** Travail à faire **
1 - Dans le texte sur l'assemblée des évêques de 1906, qui lit la lettre du pape à l'ouverture des travaux ?
2 - Prolongez le texte sur l'assemblée des évêques de 1906 à partir de sa dernière phrase.

** Extrait du document **
LES SUITES DE LA SEPARATION (suite) : LE CONFLIT INTERNE DANS LE CATHOLICISME

L'ASSEMBLEE DES EVEQUES (30 mai-1er juin 1906) 

 

Les Notes du Blog du 18 mai, 30 juin et 14 juillet, ont permis de suivre le déroulement (et la signification) de la crise des inventaires, la victoire électorale, en mai 1906, des partis favorables à la séparation et la crise interne du camp catholique (cf, la Catégorie : « Les nouveaux impensés de l’après centenaire »).

En particulier, à la fin de la Note du 14 juillet, alors que le pape semblait chercher à obtenir un refus d’appliquer la loi par l’épiscopat français (nomination de 14 nouveaux évêques, « en général des prêtres pleinement en accord avec le Saint Siège et dont beaucoup avaient été écartés de l’épiscopat pendant les années précédentes. (…) Par cette nomination très rapide Pie X provoque ainsi un rééquilibrage au sein de l’épiscopat français »[1]…susceptibles de faire basculer la majorité lors des votes), les « cardinaux verts » (c'est-à-dire des laïcs catholiques de la bonne société, dont plusieurs Académiciens), en revanche, demandaient aux évêques de se conformer à la qui n’empêche « ni de croire ce que nous voulons ni de pratiquer ce que nous croyons. »

C’est dans cette situation de conflit interne au catholicisme que les évêques français se réunissent en assemblée, peu après la victoire électorale de la gauche, les 30 mai et 1er juin 1906.

Il faut noter qu’aussi bien la nomination par le seul pape de nouveaux évêques que la possibilité pour l’épiscopat français de se réunir sont des libertés nouvelles rendues possibles précisément par la loi de séparation (« espace de liberté sans précédent » écrit Boudon). Au niveau donc des libertés acquises grâce à la loi, la séparation fonctionne.

A l’ouverture des travaux des évêques, le cardinal Richard (archevêque de Paris) lit une lettre du pape du 4 mars 1906 (adressée pour la réunion de la Commission préparatoire à l’assemblée) qui mentionne les consignes données aux 2 nouveaux archevêques et aux 14 nouveaux évêques. Pour le pape, il est nécessaire que ces indications soient connues des évêques, afin que ceux-ci puissent s’inspirer de la pensée pontificale dans les résolutions qu’ils prendront. Autrement dit, implicitement, le pape demande aux évêques de prendre sur eux, et d’assumer devant les catholiques français, les décisions que lui, pape, veut leur voir prendre.

** Données enregistrées **
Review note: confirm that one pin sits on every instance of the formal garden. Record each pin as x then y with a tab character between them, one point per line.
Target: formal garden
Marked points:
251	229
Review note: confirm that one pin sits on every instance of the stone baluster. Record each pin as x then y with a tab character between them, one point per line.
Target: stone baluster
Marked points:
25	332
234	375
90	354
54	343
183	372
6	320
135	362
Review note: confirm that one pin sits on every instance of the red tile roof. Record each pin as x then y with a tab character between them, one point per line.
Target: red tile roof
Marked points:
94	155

==

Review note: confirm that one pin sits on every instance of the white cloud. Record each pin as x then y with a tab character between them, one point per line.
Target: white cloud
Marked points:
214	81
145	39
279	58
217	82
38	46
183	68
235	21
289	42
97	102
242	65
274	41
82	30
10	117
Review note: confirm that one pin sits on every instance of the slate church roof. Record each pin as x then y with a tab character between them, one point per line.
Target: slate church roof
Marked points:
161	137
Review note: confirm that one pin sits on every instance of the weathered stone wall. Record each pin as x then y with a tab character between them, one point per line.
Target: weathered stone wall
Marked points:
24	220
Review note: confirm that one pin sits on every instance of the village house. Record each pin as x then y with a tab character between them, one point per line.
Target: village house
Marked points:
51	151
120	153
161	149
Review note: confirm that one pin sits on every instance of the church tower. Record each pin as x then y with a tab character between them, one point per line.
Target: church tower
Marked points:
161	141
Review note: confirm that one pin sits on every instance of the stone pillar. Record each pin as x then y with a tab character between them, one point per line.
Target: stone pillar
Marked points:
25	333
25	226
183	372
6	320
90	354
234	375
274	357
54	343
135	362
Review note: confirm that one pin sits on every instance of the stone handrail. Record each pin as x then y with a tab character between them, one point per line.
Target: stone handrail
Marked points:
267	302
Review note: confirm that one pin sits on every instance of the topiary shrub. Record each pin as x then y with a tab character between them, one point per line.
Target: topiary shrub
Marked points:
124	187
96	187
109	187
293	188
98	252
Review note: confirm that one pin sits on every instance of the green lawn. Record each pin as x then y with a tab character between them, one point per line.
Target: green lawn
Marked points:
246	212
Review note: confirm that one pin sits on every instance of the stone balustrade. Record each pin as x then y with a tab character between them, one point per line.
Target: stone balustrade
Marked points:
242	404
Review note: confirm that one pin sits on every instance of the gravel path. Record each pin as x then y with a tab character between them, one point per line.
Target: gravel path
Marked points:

** Réponses aux consignes **
1 - Le cardinal Richard, archevêque de Paris.

2 -
En effet, les consignes données sont implicitement très claires (selon le PV de la séance) : la Lettre du pape demande aux évêques de:

  

-         se souvenir que « nous sommes nés pour la guerre »,

-         tenir compte de l’opinion et du jugement des « vrais catholiques de France » (ceux qui résistent aux inventaires)

-         sauvegarder les principes de justice et les « droits de l’Eglise »,

-         avoir présent à l’esprit, non seulement le jugement de Dieu mais aussi celui du monde qui « nous jugera très sévèrement si nous oublions la dignité de notre mission ».

En conséquence, les évêques devront examiner :

      -         « si l’acceptation (de la loi de séparation) faite en vue des avantages temporels qu’elle peut offrir ne serait pas de nature à   déconsidérer ceux qui paraîtraient avoir renoncé pour elle aux droits sacrés de la religion »,

-         « si une condescendance trop facile aux concessions hypocrites du gouvernement ne l’engagera pas à aller plus loin et à tout enlever, même les églises, quand l’émotion sera calmée et qu’il n’y ara plus à craindre de soulèvement populaire ».

En conclusion la lettre indiquait en substance : « Notre Seigneur demandera peut-être de grands sacrifices, mais ne devons nous pas tout lui sacrifier ? »

Au-delà du genre littéraire et de ses manipulations (ce n’est pas « le Seigneur », mais le pape qui réclame de « grands sacrifices » et qui veut que l’on lui sacrifie tout !), la manière même de poser les questions indique fortement quelles sont les bonnes réponses. On pense à la plaisanterie : « J’ai une réponse, qui a une question ? »

On le comprend facilement : les évêques sont accablés en entendant la lecture de cette lettre. Mais le staff joue finement. Le président élu de l’Assemblée, Mgr Fulbert-Petit, favorable à l’acceptation de la loi, rappelle que la lettre date de 3 mois et affirme que les circonstances ont changé (manière de relativiser très fortement l’autorité de ce texte). D’ailleurs, l’évêque auxiliaire de Paris, Mgr Amette, a demandé au pape si les évêques étaient libres de prendre leur décision et le pape a répondu « oui » (il pouvait difficilement répondre « non » !).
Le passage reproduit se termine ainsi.